The task
Up to and including the line with "Expected behaviour: the pointer places one marker on the tiled", output the records exactly as they appear.

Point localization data
'''

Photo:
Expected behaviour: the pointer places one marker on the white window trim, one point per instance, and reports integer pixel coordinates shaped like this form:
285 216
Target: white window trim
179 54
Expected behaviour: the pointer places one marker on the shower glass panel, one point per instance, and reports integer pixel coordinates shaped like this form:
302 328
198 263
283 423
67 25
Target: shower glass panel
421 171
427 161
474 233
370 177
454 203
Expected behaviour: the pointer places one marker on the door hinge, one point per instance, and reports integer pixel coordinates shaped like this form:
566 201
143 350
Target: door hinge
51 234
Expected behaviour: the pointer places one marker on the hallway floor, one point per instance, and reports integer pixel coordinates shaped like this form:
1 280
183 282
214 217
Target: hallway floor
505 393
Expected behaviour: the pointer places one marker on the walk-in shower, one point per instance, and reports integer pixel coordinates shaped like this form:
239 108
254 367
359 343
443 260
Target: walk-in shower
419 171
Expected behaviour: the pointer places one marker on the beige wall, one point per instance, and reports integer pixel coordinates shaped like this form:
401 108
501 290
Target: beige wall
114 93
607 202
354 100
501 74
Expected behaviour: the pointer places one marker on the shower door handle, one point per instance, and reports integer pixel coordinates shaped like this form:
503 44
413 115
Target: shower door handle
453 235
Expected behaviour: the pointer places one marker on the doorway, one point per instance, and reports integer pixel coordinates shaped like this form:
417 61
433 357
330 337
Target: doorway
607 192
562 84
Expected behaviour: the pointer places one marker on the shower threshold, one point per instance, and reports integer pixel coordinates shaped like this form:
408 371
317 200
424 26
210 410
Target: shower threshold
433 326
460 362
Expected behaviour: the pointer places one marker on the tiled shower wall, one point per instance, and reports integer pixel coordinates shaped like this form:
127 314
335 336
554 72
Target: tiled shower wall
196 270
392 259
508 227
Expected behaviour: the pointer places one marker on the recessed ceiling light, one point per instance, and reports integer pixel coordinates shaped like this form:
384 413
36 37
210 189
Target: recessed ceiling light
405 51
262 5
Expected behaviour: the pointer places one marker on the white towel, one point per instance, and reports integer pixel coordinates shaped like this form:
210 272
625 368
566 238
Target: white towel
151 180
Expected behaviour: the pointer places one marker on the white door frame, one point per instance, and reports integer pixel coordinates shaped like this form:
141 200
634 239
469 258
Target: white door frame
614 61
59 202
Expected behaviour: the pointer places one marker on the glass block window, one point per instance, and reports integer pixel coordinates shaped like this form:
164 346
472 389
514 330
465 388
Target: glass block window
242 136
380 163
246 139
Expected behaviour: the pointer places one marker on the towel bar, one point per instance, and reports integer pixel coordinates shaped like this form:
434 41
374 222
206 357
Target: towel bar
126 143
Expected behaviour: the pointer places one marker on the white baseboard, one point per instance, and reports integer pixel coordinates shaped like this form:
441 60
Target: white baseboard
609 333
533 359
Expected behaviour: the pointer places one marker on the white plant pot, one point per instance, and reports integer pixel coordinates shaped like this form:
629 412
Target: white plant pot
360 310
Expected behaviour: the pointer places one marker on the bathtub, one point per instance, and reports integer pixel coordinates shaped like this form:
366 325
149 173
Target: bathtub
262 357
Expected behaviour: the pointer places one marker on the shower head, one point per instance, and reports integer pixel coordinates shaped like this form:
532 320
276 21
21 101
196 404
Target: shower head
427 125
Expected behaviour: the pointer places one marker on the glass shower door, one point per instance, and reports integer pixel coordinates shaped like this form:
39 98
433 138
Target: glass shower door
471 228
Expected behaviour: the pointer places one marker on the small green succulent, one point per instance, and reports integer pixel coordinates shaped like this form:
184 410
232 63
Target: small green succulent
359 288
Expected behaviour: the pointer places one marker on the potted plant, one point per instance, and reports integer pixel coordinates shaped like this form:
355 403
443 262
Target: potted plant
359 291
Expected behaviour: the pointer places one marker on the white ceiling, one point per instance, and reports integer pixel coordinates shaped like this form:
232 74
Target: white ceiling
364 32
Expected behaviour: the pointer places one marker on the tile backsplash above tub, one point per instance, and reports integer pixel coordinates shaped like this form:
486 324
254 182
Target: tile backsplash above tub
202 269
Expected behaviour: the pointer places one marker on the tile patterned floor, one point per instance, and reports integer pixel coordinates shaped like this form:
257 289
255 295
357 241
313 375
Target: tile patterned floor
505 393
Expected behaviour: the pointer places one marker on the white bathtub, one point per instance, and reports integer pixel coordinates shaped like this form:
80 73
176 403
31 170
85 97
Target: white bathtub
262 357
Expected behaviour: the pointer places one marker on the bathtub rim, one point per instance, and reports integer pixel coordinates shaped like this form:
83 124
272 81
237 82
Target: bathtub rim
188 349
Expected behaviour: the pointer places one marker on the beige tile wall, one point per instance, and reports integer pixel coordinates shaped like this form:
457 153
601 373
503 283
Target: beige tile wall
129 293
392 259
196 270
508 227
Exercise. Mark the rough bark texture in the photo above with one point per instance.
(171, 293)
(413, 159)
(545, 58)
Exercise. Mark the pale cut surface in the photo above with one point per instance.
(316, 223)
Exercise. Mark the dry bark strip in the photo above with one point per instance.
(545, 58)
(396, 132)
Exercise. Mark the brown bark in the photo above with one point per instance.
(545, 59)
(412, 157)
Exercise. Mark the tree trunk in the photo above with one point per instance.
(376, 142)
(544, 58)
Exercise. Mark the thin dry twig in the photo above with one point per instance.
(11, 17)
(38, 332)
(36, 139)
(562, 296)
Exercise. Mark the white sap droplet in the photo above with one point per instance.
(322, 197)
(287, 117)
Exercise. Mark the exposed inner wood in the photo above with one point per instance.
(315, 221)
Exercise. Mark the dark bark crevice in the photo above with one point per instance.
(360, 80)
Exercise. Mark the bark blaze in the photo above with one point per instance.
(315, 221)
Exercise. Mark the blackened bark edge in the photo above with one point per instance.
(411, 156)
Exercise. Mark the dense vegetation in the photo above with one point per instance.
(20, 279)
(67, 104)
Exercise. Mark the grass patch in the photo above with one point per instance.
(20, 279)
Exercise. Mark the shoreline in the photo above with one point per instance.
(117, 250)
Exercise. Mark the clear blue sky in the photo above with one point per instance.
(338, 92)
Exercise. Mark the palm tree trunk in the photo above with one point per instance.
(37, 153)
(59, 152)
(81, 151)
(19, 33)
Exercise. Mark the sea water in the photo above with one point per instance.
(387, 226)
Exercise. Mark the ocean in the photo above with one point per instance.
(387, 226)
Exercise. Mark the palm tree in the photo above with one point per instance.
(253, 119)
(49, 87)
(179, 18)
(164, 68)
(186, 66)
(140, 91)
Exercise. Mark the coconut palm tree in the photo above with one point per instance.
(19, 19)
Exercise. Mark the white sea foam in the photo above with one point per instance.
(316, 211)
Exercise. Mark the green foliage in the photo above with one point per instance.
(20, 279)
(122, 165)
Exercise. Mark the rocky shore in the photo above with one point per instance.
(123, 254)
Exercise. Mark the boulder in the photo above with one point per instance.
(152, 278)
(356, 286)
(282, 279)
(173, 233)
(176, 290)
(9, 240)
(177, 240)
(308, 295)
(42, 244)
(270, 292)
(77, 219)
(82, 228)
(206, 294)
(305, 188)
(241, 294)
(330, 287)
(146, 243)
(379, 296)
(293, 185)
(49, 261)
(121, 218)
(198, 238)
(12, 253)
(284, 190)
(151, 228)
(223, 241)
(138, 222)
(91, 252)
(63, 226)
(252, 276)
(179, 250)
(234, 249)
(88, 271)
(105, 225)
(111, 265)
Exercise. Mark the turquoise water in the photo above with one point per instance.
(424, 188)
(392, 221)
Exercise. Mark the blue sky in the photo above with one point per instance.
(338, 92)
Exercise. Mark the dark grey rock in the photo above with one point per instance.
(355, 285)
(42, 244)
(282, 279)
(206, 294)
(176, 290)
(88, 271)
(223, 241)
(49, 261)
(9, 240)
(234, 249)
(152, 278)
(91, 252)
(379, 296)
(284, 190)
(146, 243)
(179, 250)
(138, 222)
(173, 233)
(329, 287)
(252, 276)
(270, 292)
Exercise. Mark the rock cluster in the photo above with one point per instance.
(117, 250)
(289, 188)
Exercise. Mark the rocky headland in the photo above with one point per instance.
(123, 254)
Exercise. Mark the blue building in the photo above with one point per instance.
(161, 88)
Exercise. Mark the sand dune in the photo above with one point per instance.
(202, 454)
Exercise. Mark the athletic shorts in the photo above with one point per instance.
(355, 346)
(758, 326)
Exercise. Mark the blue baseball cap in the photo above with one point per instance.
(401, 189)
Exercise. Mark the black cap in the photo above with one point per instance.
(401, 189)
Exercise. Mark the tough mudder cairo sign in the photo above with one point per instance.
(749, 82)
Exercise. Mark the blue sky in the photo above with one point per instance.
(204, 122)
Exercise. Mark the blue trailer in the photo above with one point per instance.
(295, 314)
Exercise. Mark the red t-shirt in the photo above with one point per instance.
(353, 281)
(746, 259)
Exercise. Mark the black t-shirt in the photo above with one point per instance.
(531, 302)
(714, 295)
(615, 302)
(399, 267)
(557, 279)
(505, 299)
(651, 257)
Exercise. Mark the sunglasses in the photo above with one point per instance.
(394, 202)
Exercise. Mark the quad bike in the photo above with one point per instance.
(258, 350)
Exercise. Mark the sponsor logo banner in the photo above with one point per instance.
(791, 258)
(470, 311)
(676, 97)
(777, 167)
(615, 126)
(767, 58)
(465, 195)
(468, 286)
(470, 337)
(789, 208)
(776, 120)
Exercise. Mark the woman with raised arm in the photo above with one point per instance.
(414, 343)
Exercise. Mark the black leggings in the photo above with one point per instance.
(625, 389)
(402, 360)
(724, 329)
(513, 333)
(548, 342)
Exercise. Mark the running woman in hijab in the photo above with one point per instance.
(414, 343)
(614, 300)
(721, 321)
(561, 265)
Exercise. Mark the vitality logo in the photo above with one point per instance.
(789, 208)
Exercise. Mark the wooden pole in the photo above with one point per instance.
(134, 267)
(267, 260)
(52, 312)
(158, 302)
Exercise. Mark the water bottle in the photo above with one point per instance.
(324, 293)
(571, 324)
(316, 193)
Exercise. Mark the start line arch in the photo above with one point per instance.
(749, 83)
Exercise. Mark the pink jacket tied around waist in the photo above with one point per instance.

'''

Result for this task
Photo:
Expected behaviour: the pointer places one marker on the white window trim, one point per instance, and reports integer pixel coordinates shaped like this form:
285 216
Target: white window trim
179 54
Expected behaviour: the pointer places one marker on the shower glass panel, one point per instance, and reports integer pixel coordinates shaped like this form:
302 328
198 263
283 423
67 25
Target: shower glass panel
421 171
427 161
474 233
370 177
454 203
Expected behaviour: the pointer places one marker on the door hinge, one point per instance, and reports integer pixel coordinates shaped like this form:
566 201
143 350
Target: door hinge
51 234
Expected behaviour: the pointer places one marker on the hallway floor, one point per instance, and reports integer pixel coordinates shaped like this form:
1 280
183 282
214 217
Target: hallway floor
505 393
Expected behaviour: the pointer places one marker on the walk-in shower, one point per instance, and reports integer pixel coordinates shaped like this form:
239 108
254 367
359 343
443 260
Target: walk-in shower
419 171
Expected behaviour: the pointer places one marker on the beige wall, one point per instance, and reports integer pixel coordinates shaped like this form:
401 108
501 290
Target: beige wall
114 93
607 202
354 100
501 74
Expected behaviour: the pointer places one marker on the shower door handle, one point per instance, and reports integer pixel coordinates shaped like this form:
503 44
413 115
Target: shower door handle
453 235
Expected behaviour: the pointer places one marker on the doorway, one point per instance, and reports integer pixel coordinates shaped like this form:
417 61
433 357
330 337
Target: doorway
607 192
562 84
Expected behaviour: the pointer places one marker on the shower threshold, one point per instance, and reports integer pixel coordinates shaped like this form:
408 371
317 200
424 26
210 410
Target: shower threshold
433 326
460 362
Expected behaviour: the pointer places one marker on the tiled shower wall, one point per instance, and reports integer pixel coordinates shaped like this form:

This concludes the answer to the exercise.